* _DO THIS_
Rewrite the data from its first line through the line containing "[[132, 631]]", both included, keeping the requests but leaving out the pictures. Scale only the point coordinates in the answers by 0.85, rounding to whole numbers with halves going up, and give nothing past that line.

══════════════════════════════

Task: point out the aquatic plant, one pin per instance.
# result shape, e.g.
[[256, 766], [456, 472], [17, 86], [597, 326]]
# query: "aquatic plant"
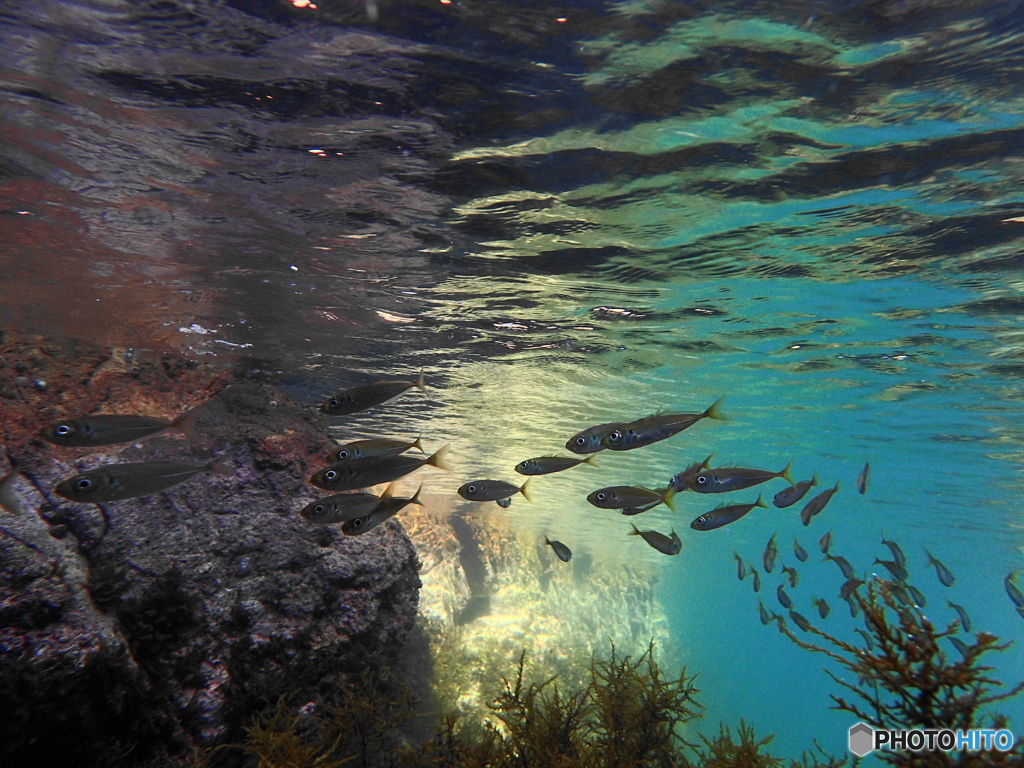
[[904, 680]]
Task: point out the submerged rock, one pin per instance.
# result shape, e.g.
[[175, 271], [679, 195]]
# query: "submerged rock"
[[132, 631]]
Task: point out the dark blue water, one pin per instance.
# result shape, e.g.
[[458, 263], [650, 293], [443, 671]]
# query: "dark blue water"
[[570, 215]]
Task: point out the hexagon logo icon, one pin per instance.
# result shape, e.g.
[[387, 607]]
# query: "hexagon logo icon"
[[861, 739]]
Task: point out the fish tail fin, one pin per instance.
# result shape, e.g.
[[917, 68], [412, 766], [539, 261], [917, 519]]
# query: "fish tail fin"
[[713, 411], [7, 498], [524, 489], [416, 497], [439, 460], [220, 466], [669, 499], [186, 422]]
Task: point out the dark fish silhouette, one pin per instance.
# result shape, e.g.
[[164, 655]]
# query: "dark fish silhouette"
[[367, 395]]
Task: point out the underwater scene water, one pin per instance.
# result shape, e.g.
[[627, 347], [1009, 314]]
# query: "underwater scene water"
[[567, 214]]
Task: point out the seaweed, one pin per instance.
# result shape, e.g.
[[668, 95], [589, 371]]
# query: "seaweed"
[[904, 680]]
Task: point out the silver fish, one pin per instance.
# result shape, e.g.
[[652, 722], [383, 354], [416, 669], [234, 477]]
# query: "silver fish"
[[862, 478], [493, 491], [723, 515], [545, 465], [589, 440], [109, 429], [625, 497], [339, 508], [374, 446], [114, 482], [657, 427], [372, 470], [724, 479], [788, 497], [941, 570], [817, 504], [387, 507], [367, 395], [563, 552], [669, 545]]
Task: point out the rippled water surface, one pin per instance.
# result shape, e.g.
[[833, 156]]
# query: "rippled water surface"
[[566, 215]]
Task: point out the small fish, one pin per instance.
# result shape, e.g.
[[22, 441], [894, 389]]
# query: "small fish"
[[782, 597], [965, 619], [626, 497], [740, 566], [374, 446], [681, 480], [589, 440], [757, 578], [824, 543], [367, 395], [788, 497], [372, 470], [114, 482], [961, 646], [493, 491], [723, 515], [800, 621], [545, 465], [1015, 594], [792, 572], [387, 507], [8, 499], [563, 552], [941, 570], [918, 595], [768, 558], [339, 508], [862, 478], [108, 430], [821, 605], [898, 572], [844, 565], [849, 587], [799, 551], [724, 479], [817, 504], [898, 555], [657, 427], [669, 545]]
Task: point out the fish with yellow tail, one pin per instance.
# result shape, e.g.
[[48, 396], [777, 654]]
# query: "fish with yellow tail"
[[371, 470], [493, 491], [114, 482], [388, 506], [657, 427], [367, 395], [102, 429], [668, 545]]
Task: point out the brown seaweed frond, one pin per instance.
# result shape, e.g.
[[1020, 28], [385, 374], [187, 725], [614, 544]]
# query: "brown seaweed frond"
[[904, 678]]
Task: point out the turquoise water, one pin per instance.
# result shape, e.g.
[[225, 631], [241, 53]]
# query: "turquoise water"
[[808, 210]]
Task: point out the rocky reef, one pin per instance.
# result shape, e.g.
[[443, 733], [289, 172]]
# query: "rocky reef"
[[134, 631]]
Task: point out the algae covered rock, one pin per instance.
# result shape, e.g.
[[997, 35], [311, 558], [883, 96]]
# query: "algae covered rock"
[[138, 629]]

══════════════════════════════

* _ANSWER TO THE EXERCISE_
Task: point out the aquatic plant, one pin per instance.
# result shape, e.g.
[[256, 766], [456, 472], [17, 86], [597, 326]]
# query: "aquatic plant"
[[768, 578]]
Task: point out the submerged rock, one pin per instance.
# result shape, e.g.
[[175, 271], [679, 195]]
# query: "submerged rock"
[[112, 536]]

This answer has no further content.